[What the exercise asks] Output the data below in full, character for character.

[Begin Source records]

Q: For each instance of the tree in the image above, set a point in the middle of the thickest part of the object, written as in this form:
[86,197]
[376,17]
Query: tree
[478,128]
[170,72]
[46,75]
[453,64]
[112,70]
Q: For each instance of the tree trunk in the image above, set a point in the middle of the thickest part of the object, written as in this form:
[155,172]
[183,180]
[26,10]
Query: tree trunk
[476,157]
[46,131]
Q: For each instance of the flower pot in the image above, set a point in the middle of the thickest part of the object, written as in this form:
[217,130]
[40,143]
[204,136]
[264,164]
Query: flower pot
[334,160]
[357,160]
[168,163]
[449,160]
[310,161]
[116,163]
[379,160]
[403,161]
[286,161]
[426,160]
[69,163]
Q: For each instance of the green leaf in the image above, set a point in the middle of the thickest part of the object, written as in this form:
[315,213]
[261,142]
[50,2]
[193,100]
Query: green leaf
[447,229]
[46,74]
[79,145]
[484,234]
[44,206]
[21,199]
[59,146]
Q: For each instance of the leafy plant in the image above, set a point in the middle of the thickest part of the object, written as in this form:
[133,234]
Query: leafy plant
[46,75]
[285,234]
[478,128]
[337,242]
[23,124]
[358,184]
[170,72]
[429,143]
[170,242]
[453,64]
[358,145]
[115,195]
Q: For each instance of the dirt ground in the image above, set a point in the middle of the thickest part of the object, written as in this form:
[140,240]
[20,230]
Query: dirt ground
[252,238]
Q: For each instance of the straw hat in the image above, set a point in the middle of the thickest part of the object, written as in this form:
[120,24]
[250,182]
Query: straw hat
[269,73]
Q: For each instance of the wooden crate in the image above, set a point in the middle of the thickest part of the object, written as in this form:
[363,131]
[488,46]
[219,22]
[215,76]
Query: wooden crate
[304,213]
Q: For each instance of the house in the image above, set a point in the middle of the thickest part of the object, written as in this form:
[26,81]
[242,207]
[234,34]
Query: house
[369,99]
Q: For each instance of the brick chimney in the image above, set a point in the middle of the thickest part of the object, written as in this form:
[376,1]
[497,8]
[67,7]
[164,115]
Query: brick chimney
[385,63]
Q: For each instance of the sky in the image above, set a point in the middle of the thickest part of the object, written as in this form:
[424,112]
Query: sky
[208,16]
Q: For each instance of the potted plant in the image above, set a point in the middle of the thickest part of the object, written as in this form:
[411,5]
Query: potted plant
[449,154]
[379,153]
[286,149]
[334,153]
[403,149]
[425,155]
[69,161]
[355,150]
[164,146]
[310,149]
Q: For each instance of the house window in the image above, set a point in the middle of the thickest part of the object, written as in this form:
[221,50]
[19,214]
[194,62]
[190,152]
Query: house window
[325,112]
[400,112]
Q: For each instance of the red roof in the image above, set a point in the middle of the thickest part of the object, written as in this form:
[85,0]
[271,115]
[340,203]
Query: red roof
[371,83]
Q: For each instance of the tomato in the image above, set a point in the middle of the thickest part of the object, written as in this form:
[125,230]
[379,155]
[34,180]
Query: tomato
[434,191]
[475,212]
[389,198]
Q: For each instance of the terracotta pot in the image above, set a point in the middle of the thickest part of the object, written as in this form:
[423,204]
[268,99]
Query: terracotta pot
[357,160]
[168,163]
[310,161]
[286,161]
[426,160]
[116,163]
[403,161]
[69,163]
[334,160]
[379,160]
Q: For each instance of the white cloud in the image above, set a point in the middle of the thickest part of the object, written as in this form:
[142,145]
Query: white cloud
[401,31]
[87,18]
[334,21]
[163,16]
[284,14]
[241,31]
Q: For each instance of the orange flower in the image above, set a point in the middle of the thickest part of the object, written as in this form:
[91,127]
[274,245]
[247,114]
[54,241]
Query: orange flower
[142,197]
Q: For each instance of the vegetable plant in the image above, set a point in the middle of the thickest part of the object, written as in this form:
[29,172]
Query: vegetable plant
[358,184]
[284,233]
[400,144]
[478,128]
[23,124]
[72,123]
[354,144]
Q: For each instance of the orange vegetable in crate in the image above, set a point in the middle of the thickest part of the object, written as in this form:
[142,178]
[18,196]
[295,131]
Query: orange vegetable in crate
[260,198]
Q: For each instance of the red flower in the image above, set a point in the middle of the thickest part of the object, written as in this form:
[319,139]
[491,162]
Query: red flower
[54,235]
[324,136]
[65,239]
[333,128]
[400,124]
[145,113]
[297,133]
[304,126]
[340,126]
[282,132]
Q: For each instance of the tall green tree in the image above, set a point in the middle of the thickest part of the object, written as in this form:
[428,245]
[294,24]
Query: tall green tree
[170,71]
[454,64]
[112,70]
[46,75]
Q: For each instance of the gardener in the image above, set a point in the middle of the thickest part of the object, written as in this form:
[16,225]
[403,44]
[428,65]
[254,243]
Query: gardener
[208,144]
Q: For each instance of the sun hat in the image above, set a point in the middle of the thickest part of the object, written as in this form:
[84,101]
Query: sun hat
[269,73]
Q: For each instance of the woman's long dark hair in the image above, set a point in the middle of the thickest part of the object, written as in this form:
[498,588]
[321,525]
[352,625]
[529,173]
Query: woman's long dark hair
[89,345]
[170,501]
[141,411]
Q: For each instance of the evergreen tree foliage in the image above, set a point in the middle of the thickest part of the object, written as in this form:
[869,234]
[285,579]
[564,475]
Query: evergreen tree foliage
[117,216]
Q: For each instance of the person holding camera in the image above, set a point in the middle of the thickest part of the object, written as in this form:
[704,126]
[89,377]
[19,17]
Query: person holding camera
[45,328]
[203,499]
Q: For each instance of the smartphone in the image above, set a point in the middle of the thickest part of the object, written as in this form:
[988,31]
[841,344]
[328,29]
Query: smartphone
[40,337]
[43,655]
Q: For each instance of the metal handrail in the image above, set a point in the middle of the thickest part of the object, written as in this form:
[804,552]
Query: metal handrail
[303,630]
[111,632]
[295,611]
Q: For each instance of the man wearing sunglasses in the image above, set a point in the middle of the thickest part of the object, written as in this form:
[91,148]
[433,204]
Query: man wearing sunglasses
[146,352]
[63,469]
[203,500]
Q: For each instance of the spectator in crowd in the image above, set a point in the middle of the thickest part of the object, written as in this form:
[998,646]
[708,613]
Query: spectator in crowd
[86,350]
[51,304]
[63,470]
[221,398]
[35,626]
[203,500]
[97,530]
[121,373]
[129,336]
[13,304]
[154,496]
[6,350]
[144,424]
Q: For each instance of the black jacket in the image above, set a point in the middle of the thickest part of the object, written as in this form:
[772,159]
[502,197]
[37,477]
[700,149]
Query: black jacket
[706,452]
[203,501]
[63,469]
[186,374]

[End Source records]

[Result]
Q: For each instance of the tree in the image above, set a point in the middle of the thickest part of the object, written as in this form:
[86,197]
[376,17]
Query: tree
[478,128]
[170,72]
[46,75]
[453,64]
[112,70]
Q: For each instance of the tree trunk in the image above, set a point in the middle of the thickest part of the object, written as in this form:
[155,172]
[183,180]
[26,10]
Query: tree trunk
[476,157]
[46,131]
Q: For each instance of the flower pot in the image above, set a point in the middle of the thickest part of the object, written as in this form:
[217,130]
[40,143]
[204,136]
[264,164]
Query: flower pot
[334,160]
[357,160]
[168,163]
[449,160]
[310,161]
[116,163]
[379,160]
[403,161]
[286,161]
[426,160]
[69,163]
Q: For each instance of the green leaf in the image above, set a point in the middle of the thickest part of the object, written as in this form:
[315,213]
[261,142]
[50,2]
[193,100]
Query: green leaf
[447,229]
[46,74]
[79,145]
[484,234]
[44,206]
[21,199]
[59,146]
Q: For each instance of the leafy plant in the image above, set a point in the middle of the thickest part of the object, written as in this form:
[133,234]
Query: leafy plant
[46,75]
[285,234]
[478,128]
[337,242]
[23,124]
[358,184]
[170,72]
[429,143]
[170,242]
[453,64]
[358,145]
[115,195]
Q: For each instance of the dirt ground in the image above, set a point in the middle of the thickest part of the object, written as in this form:
[140,240]
[20,230]
Query: dirt ground
[252,238]
Q: For each instance of the straw hat in the image above, set a point in the middle of the thickest part of the object, written as in this form:
[120,24]
[250,182]
Query: straw hat
[269,73]
Q: For each instance of the wooden crate in the image above, set a point in the middle of the thickest part of the object, written as in this form:
[363,131]
[488,46]
[219,22]
[215,76]
Query: wooden crate
[304,213]
Q: For each instance of the house in the image above, set a point in the middle of the thickest part of the object, written as in this form:
[26,81]
[242,207]
[234,34]
Query: house
[369,99]
Q: For each instance of the brick chimney in the image above, set a point in the middle of the thickest part of the object, written as in this form:
[376,1]
[497,8]
[67,7]
[164,115]
Query: brick chimney
[385,63]
Q: For each instance of the sky in the image above, set a point in the middle of the thickest part of the object, written as in this form:
[424,112]
Query: sky
[208,16]
Q: For each instance of the potted plant in the image above, set a point in the middle of the thickest part of the object, written as in this form:
[411,5]
Query: potted plant
[449,154]
[379,153]
[286,149]
[334,153]
[403,149]
[425,155]
[69,161]
[355,150]
[164,146]
[310,149]
Q: For each instance of the house window in the image above, set a point in the middle of the thickest part of the object, written as in this form:
[221,50]
[19,214]
[194,62]
[190,152]
Query: house window
[325,112]
[400,112]
Q: For each instance of the red roof in the image above, set a point in the middle of the thickest part of the object, written as in this form:
[85,0]
[271,115]
[340,203]
Query: red roof
[371,83]
Q: For each instance of the tomato in the image above, set a point in the middle of the thickest part of the object, written as in this form:
[125,230]
[379,155]
[34,180]
Query: tomato
[434,191]
[475,212]
[389,198]
Q: For each instance of the terracotta pot in the image above, set a point in the middle of the thickest part of the object, written as in this form:
[423,204]
[268,99]
Query: terracotta pot
[357,160]
[168,163]
[310,161]
[286,161]
[426,160]
[116,163]
[403,161]
[69,163]
[334,160]
[379,160]
Q: For each instance of the white cloud in the image above, set a point in the middle of the thickest part of the object, written as in this form:
[142,145]
Query: white cloud
[401,31]
[87,18]
[334,21]
[163,16]
[284,14]
[241,31]
Q: For each instance of the orange flower in the image above, set a point in the middle of the thickest part of the object, written as in this form:
[91,127]
[274,245]
[247,114]
[54,241]
Query: orange flower
[142,197]
Q: For each instance of the vegetable plant in the image above, set a point in the middle of the thickest part of the object, written as in this form:
[29,172]
Query: vegetable plant
[358,184]
[284,233]
[400,144]
[478,128]
[23,124]
[72,123]
[354,144]
Q: For each instance of the orange vegetable in crate in the image above, set a point in the middle of the thickest part of the object, written as in this form:
[142,178]
[18,196]
[295,131]
Query: orange vegetable in crate
[260,198]
Q: For each instance of the red flower in the image above, set a point in the middle of the thickest part of the object, written as in this form:
[319,139]
[491,162]
Query: red flower
[54,235]
[324,136]
[65,239]
[333,128]
[400,124]
[145,113]
[297,133]
[304,126]
[340,126]
[282,132]
Q: For each instance of the tall green tree in the image above, set a point in the middle of the thickest part of the object, written as in this form:
[428,245]
[294,24]
Query: tall green tree
[170,71]
[454,64]
[112,70]
[46,75]
Q: For each instance of the gardener in the image above, set a point in the middle of the thickest part of the object, written as in this form:
[16,225]
[403,44]
[428,65]
[254,243]
Query: gardener
[208,144]
Q: For each instance of the sun hat in the image above, set a point in the middle of the thickest part of the object, written as in this form:
[84,101]
Query: sun hat
[269,73]
Q: For each instance of the woman's long dark hair in the image above, set a point in the middle of the thickest part of the object, written as in this form:
[498,588]
[321,525]
[352,625]
[529,173]
Query: woman's long dark hair
[89,345]
[170,501]
[141,411]
Q: For each instance of the evergreen tree foliage in the image above, set a point in the middle of the thickest part of the object, written as in this form:
[869,234]
[285,579]
[564,475]
Query: evergreen tree foliage
[117,216]
Q: For each instance of the person holding camera in the image above, set a point in the middle of the thickest part of the object, written as in this form:
[704,126]
[89,377]
[19,17]
Query: person holding camera
[45,328]
[203,499]
Q: For each instance of the smartphone in the image above, set a point in the middle of the thickest part of the object, written as in this form:
[988,31]
[841,344]
[328,29]
Query: smartphone
[40,337]
[43,655]
Q: For each instance of the metal handrail in the image above, set a point in the middle of the thickest part of the object, written as in this form:
[804,552]
Query: metal handrail
[303,630]
[111,632]
[295,611]
Q: For each instance of the man wearing sunglasses in the image above, set a point in the middle of the thickest part of the object, written as in this form:
[91,148]
[433,204]
Query: man wearing sunglasses
[146,352]
[63,469]
[203,500]
Q: For each instance of the spectator in crowd in the image above, set a point in the middle of the thickest part of the object, written as in this form:
[998,646]
[708,613]
Query: spectator in crowd
[86,350]
[51,304]
[63,470]
[221,398]
[35,626]
[203,500]
[97,530]
[121,373]
[129,336]
[13,304]
[154,496]
[6,350]
[144,424]
Q: For each instance of the black jacket in the image above, set a point in the middle of the thickest part of the object, written as in this form:
[772,159]
[502,197]
[37,477]
[700,149]
Query: black jacket
[706,452]
[203,501]
[63,469]
[186,374]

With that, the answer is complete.